**Supplied material:**
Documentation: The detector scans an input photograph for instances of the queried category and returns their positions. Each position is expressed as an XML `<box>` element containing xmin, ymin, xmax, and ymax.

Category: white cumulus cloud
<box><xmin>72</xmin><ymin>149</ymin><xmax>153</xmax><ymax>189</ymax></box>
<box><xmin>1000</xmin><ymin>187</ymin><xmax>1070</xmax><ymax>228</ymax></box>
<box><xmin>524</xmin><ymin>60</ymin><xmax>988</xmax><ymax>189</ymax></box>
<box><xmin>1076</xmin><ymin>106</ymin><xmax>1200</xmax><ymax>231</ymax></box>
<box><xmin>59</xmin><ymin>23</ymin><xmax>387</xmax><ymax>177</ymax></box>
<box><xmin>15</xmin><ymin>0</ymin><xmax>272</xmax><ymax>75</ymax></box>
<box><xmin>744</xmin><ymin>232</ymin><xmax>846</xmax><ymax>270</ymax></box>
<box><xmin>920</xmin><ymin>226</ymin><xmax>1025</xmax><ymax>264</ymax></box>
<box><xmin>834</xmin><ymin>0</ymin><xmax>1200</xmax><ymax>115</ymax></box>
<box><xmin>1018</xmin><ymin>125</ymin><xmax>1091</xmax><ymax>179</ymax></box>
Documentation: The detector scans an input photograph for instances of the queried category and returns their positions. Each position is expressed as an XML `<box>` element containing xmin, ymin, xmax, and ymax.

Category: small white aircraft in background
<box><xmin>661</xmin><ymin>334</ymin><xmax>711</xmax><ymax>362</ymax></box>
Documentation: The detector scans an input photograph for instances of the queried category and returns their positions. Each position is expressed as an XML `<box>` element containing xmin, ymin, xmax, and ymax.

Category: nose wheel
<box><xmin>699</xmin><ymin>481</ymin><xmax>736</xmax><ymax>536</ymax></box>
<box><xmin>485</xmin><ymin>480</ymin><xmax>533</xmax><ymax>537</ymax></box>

**Work instruction:** What is needed is an exact copy of all the data above.

**Task answer:**
Documentation: The detector scans an input photograph for instances of the queried category and returns their positions. Each position is expressed as an XML `<box>` element containing xmin, ymin, xmax, and ymax.

Category: white cumulus cloud
<box><xmin>72</xmin><ymin>149</ymin><xmax>153</xmax><ymax>189</ymax></box>
<box><xmin>1000</xmin><ymin>187</ymin><xmax>1070</xmax><ymax>228</ymax></box>
<box><xmin>524</xmin><ymin>60</ymin><xmax>988</xmax><ymax>189</ymax></box>
<box><xmin>1076</xmin><ymin>106</ymin><xmax>1200</xmax><ymax>231</ymax></box>
<box><xmin>59</xmin><ymin>23</ymin><xmax>387</xmax><ymax>177</ymax></box>
<box><xmin>15</xmin><ymin>0</ymin><xmax>272</xmax><ymax>75</ymax></box>
<box><xmin>744</xmin><ymin>232</ymin><xmax>846</xmax><ymax>270</ymax></box>
<box><xmin>920</xmin><ymin>226</ymin><xmax>1025</xmax><ymax>264</ymax></box>
<box><xmin>834</xmin><ymin>0</ymin><xmax>1200</xmax><ymax>115</ymax></box>
<box><xmin>1018</xmin><ymin>125</ymin><xmax>1091</xmax><ymax>179</ymax></box>
Documentation: The detector scans an input photograph for instances of the queried category and returns their positions. Each position is expressed as an XML `<box>` element containing xmin, ymin, xmax, and ymax.

Category: small white aircraft in background
<box><xmin>661</xmin><ymin>334</ymin><xmax>711</xmax><ymax>362</ymax></box>
Documentation: The detector scans an input photograph for instances of the queried category and returns their positions. Each position is expressed as an XML `<box>` element containing xmin, ymin, xmax, and ymax.

Category: nose wheel
<box><xmin>699</xmin><ymin>481</ymin><xmax>736</xmax><ymax>536</ymax></box>
<box><xmin>485</xmin><ymin>480</ymin><xmax>533</xmax><ymax>537</ymax></box>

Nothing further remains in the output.